Repeat the entries exactly, and do not carry the pictures over.
(DATA TO USE begins)
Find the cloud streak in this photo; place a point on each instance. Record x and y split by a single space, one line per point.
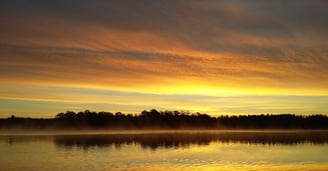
211 48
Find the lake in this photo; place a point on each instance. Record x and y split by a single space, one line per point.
165 150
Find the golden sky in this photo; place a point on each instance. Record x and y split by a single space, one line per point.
216 57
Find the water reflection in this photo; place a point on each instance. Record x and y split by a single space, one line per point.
182 140
174 140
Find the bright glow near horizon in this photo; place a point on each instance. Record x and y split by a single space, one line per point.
216 57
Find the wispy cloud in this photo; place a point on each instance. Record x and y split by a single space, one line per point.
214 48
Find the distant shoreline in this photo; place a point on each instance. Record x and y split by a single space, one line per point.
164 120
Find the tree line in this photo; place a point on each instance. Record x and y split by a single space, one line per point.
154 119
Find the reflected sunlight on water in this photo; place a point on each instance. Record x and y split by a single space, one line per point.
167 151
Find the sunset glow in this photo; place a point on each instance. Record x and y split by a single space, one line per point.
215 57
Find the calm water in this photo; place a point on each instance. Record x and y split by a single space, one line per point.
207 150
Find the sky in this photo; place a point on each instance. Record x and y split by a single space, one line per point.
218 57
(DATA TO USE ends)
> _RESULT FOR THIS EXERCISE_:
Find the cloud streak in this photo; place a point on each instance. Record x and y split by a single space, one line per point.
211 48
Find the lake in this photo; place a point on each instance. Record x and y split by a single space, one line per point.
165 150
Find the golden sky in this photo; place a point on each instance. Record x and y split by a single space, one line per point.
216 57
Find the water reflection in this photo; place a point on each instance. Record x and y split by a single space, one line per point.
182 140
174 140
Find the bright glow near horizon in this photo; place a point on each instance. Record x and y split by a single space, one line per point.
216 57
Find the wispy cloud in this photo; place a point on each instance. Record x and y split by a single space, one line per point.
214 48
Find the distant shoreline in this photo; place a point on each instance. Record x and y split by a single space, one line per point.
164 120
Find the tree line in this photo; place a point on each instance. Record x and y split by a single space, one line per point.
154 119
Find the reflected sunlight on water in this photo; place a point on each instance. Record x and y split by a single space, one line per point.
167 151
Find the sunset glow in this photo; place a point on each instance. Record x and y split by a single space, one line per point.
215 57
Find the calm water in this photo; place a point on each instance. Record x and y split by a single space, one line per point.
207 150
Find the sky in this photo; place a point on each instance. Record x and y split by a single space, one line per point.
218 57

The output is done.